The answer required is how many lines of the following entries contain the word "ceiling", with no other words.

● **Excerpted records**
--

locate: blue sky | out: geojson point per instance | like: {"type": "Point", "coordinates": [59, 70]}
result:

--

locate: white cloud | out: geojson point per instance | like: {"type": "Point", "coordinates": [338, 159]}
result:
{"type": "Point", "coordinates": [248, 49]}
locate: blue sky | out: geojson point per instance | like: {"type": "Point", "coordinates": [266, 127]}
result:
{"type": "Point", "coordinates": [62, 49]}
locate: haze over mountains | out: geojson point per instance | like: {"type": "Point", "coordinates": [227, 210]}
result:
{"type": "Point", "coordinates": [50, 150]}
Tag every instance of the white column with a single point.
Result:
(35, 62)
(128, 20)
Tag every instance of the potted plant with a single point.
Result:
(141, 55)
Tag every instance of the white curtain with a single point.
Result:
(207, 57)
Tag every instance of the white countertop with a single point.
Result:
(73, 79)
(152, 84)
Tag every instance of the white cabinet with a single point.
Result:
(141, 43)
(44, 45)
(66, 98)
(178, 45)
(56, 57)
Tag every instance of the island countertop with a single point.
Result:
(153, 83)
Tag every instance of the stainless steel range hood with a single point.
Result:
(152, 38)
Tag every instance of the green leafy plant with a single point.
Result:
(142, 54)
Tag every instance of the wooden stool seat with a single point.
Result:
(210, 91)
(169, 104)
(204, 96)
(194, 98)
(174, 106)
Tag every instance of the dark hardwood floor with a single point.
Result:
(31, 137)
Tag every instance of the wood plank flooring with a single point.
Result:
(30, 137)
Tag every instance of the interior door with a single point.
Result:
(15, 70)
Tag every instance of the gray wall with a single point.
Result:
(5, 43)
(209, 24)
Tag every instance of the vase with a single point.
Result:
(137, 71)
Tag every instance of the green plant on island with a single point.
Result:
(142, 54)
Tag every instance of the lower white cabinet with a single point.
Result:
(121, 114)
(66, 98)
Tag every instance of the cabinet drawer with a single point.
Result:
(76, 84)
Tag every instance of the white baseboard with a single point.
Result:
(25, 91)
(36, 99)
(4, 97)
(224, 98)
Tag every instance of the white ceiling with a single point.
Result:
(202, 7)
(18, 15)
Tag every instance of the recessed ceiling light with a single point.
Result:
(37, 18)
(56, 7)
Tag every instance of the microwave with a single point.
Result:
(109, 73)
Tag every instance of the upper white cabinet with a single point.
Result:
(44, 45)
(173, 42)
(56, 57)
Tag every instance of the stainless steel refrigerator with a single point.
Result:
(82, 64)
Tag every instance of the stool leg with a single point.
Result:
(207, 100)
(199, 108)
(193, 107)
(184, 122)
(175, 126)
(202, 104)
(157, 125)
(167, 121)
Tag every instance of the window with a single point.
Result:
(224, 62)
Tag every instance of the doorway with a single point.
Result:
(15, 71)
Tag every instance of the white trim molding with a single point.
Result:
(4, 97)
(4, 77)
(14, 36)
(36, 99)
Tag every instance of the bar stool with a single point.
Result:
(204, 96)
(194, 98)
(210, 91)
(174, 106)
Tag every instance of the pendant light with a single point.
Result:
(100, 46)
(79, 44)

--

● **Result of the task**
2